> [Items stored from a collection]:
____
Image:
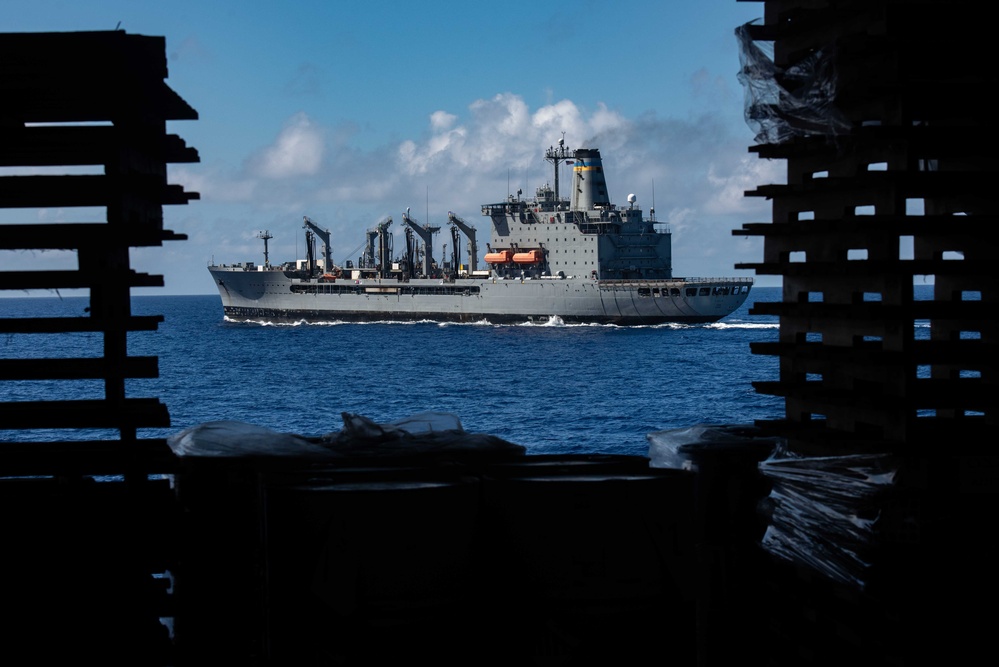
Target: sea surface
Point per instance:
(553, 388)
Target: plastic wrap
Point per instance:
(824, 512)
(682, 448)
(784, 103)
(419, 433)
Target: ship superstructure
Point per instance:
(578, 258)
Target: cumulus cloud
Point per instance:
(694, 171)
(297, 151)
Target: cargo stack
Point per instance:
(880, 112)
(83, 127)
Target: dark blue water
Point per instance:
(553, 388)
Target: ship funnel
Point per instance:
(589, 189)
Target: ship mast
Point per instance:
(265, 236)
(557, 156)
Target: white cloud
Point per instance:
(694, 171)
(297, 151)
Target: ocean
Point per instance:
(553, 388)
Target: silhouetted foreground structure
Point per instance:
(876, 531)
(879, 110)
(80, 557)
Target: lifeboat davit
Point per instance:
(529, 257)
(502, 257)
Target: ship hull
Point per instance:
(274, 296)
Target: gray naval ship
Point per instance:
(549, 258)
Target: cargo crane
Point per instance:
(469, 231)
(324, 234)
(425, 232)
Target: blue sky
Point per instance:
(348, 112)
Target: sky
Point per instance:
(347, 112)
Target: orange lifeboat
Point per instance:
(529, 257)
(501, 257)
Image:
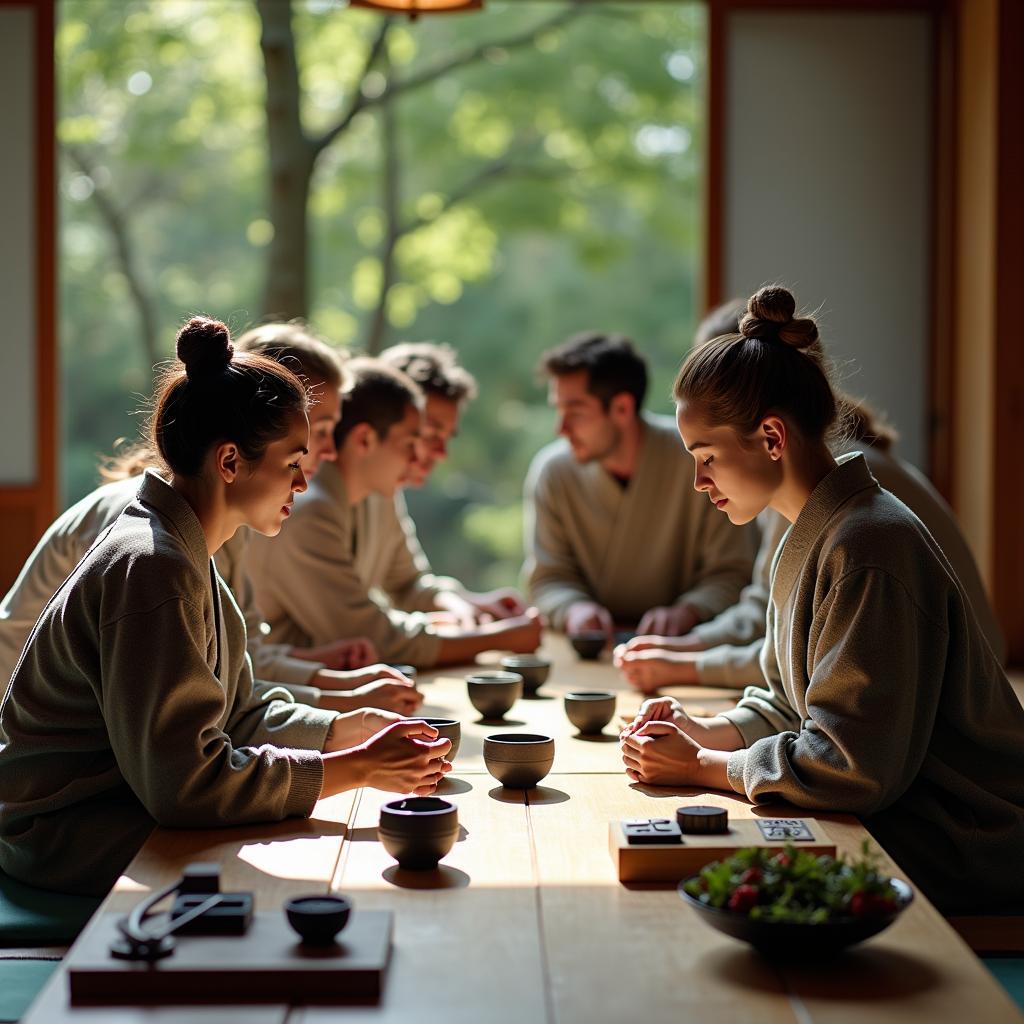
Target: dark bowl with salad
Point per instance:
(794, 904)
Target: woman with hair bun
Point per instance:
(132, 704)
(883, 697)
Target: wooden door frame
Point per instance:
(26, 510)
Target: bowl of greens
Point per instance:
(796, 904)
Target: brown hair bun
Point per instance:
(770, 315)
(204, 345)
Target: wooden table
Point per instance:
(525, 921)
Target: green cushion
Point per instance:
(20, 982)
(31, 916)
(1009, 973)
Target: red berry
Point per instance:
(742, 898)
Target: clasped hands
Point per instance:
(663, 745)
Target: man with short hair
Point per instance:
(323, 576)
(446, 388)
(615, 532)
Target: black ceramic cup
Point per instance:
(589, 645)
(493, 693)
(518, 760)
(590, 711)
(448, 728)
(418, 830)
(317, 919)
(534, 670)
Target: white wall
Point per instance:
(17, 251)
(828, 169)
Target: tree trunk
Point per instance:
(377, 334)
(291, 163)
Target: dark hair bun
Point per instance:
(770, 316)
(204, 345)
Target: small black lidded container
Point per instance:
(701, 819)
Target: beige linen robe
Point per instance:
(314, 581)
(71, 536)
(655, 542)
(740, 630)
(133, 706)
(885, 699)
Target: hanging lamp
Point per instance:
(415, 7)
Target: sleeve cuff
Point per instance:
(307, 781)
(735, 767)
(272, 663)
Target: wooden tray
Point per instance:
(671, 862)
(266, 965)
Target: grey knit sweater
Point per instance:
(885, 699)
(133, 706)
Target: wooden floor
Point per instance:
(525, 922)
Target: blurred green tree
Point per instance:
(494, 180)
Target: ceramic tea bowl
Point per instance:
(418, 830)
(317, 919)
(518, 760)
(534, 670)
(493, 693)
(590, 711)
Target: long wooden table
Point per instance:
(525, 921)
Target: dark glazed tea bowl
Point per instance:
(448, 728)
(534, 670)
(518, 760)
(590, 711)
(493, 693)
(588, 645)
(418, 830)
(317, 919)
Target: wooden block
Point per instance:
(673, 861)
(266, 965)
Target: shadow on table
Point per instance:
(441, 877)
(541, 795)
(862, 975)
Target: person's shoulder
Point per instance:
(875, 529)
(138, 563)
(88, 517)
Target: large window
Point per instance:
(507, 178)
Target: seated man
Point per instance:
(318, 578)
(615, 532)
(446, 388)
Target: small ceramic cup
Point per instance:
(518, 760)
(317, 919)
(535, 671)
(419, 830)
(493, 693)
(590, 711)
____
Arrange every line of the listing above as a Markdown table with a Row column for the row number and a Line column for the line itself, skipping blank lines. Omit the pictures from the table.

> [Answer to the problem]:
| Row | Line |
|---|---|
| 1 | Image: |
| 2 | Target: sea surface |
| 3 | Point per instance: |
| 4 | (553, 388) |
| 5 | Target: plastic wrap |
| 6 | Point per instance: |
| 7 | (824, 512) |
| 8 | (682, 448) |
| 9 | (784, 103) |
| 10 | (419, 433) |
| 11 | Target: ship superstructure |
| 12 | Point per instance: |
| 13 | (578, 258) |
| 14 | Target: cumulus cloud |
| 15 | Point per instance: |
| 16 | (694, 171) |
| 17 | (297, 151) |
| 18 | Target: cargo stack |
| 19 | Point per instance: |
| 20 | (880, 112) |
| 21 | (83, 127) |
| 22 | Target: dark blue water |
| 23 | Point per instance: |
| 24 | (553, 388) |
| 25 | Target: ship funnel |
| 26 | Point per instance: |
| 27 | (589, 189) |
| 28 | Target: ship mast |
| 29 | Point per instance: |
| 30 | (265, 236) |
| 31 | (557, 156) |
| 32 | Target: white cloud |
| 33 | Point per instance: |
| 34 | (694, 171) |
| 35 | (297, 151) |
| 36 | Target: ocean |
| 37 | Point per instance: |
| 38 | (553, 388) |
| 39 | Target: silhouetted foreground structure |
| 40 | Point per instance: |
| 41 | (876, 531) |
| 42 | (879, 110) |
| 43 | (80, 557) |
| 44 | Target: lifeboat davit |
| 45 | Point per instance: |
| 46 | (529, 257) |
| 47 | (502, 257) |
| 48 | Target: ship hull |
| 49 | Point per instance: |
| 50 | (274, 296) |
| 51 | Target: gray naval ship |
| 52 | Point per instance: |
| 53 | (549, 258) |
| 54 | Target: cargo crane |
| 55 | Point per instance: |
| 56 | (469, 231) |
| 57 | (324, 234) |
| 58 | (425, 232) |
| 59 | Target: blue sky |
| 60 | Point per instance: |
| 61 | (348, 112) |
| 62 | Target: sky |
| 63 | Point per instance: |
| 64 | (347, 112) |
| 65 | Target: orange lifeboat |
| 66 | Point per instance: |
| 67 | (529, 257) |
| 68 | (501, 257) |
| 69 | Image: |
| 70 | Target: dark bowl with salad |
| 71 | Point per instance: |
| 72 | (794, 904) |
| 73 | Target: woman with hair bun |
| 74 | Point per instance: |
| 75 | (132, 704) |
| 76 | (883, 697) |
| 77 | Target: wooden door frame |
| 78 | Point per instance: |
| 79 | (26, 510) |
| 80 | Target: bowl of greens |
| 81 | Point per instance: |
| 82 | (796, 904) |
| 83 | Target: brown hair bun |
| 84 | Point per instance: |
| 85 | (770, 315) |
| 86 | (204, 345) |
| 87 | Target: wooden table |
| 88 | Point per instance: |
| 89 | (525, 921) |
| 90 | Target: green cushion |
| 91 | Point per instance: |
| 92 | (20, 982) |
| 93 | (31, 916) |
| 94 | (1009, 973) |
| 95 | Target: red berry |
| 96 | Point per instance: |
| 97 | (742, 898) |
| 98 | Target: clasped hands |
| 99 | Point per instance: |
| 100 | (663, 745) |
| 101 | Target: man with short hair |
| 102 | Point per instance: |
| 103 | (323, 576) |
| 104 | (446, 388) |
| 105 | (615, 532) |
| 106 | Target: black ceramic cup |
| 107 | Point per instance: |
| 108 | (589, 645) |
| 109 | (493, 693) |
| 110 | (518, 760) |
| 111 | (590, 711) |
| 112 | (448, 728) |
| 113 | (418, 830) |
| 114 | (317, 919) |
| 115 | (534, 670) |
| 116 | Target: white wall |
| 117 | Point per instance: |
| 118 | (17, 251) |
| 119 | (828, 169) |
| 120 | Target: tree trunk |
| 121 | Point per instance: |
| 122 | (377, 334) |
| 123 | (291, 163) |
| 124 | Target: dark hair bun |
| 125 | Point per instance: |
| 126 | (770, 316) |
| 127 | (204, 345) |
| 128 | Target: small black lidded container |
| 129 | Point per instance: |
| 130 | (701, 819) |
| 131 | Target: beige linen robe |
| 132 | Point per instance: |
| 133 | (314, 581) |
| 134 | (71, 536) |
| 135 | (655, 542) |
| 136 | (740, 630) |
| 137 | (133, 706) |
| 138 | (885, 699) |
| 139 | Target: hanging lamp |
| 140 | Point per instance: |
| 141 | (415, 7) |
| 142 | Target: sleeve cuff |
| 143 | Point per instance: |
| 144 | (307, 781) |
| 145 | (735, 767) |
| 146 | (272, 663) |
| 147 | Target: wooden tray |
| 148 | Point per instance: |
| 149 | (671, 862) |
| 150 | (266, 965) |
| 151 | Target: grey knit sweater |
| 152 | Point per instance: |
| 153 | (885, 699) |
| 154 | (133, 706) |
| 155 | Target: wooden floor |
| 156 | Point per instance: |
| 157 | (525, 922) |
| 158 | Target: blurred green tree |
| 159 | Point per instance: |
| 160 | (494, 180) |
| 161 | Target: ceramic tea bowl |
| 162 | Point per instance: |
| 163 | (418, 830) |
| 164 | (317, 919) |
| 165 | (518, 760) |
| 166 | (534, 670) |
| 167 | (493, 693) |
| 168 | (590, 711) |
| 169 | Target: long wooden table |
| 170 | Point per instance: |
| 171 | (525, 921) |
| 172 | Target: dark glazed tea bowl |
| 173 | Point per instance: |
| 174 | (448, 728) |
| 175 | (534, 670) |
| 176 | (518, 760) |
| 177 | (590, 711) |
| 178 | (493, 693) |
| 179 | (588, 645) |
| 180 | (418, 830) |
| 181 | (317, 919) |
| 182 | Target: wooden block |
| 183 | Point per instance: |
| 184 | (673, 861) |
| 185 | (266, 965) |
| 186 | Target: shadow on table |
| 187 | Point per instance: |
| 188 | (441, 877) |
| 189 | (541, 795) |
| 190 | (862, 975) |
| 191 | Target: person's shoulder |
| 192 | Point per instance: |
| 193 | (875, 529) |
| 194 | (138, 563) |
| 195 | (88, 517) |
| 196 | Target: large window |
| 197 | Point per instance: |
| 198 | (507, 178) |
| 199 | Target: seated man |
| 200 | Point per instance: |
| 201 | (318, 578) |
| 202 | (615, 532) |
| 203 | (446, 388) |
| 204 | Target: small ceramic cup |
| 205 | Point per instance: |
| 206 | (518, 760) |
| 207 | (317, 919) |
| 208 | (535, 671) |
| 209 | (419, 830) |
| 210 | (493, 693) |
| 211 | (590, 711) |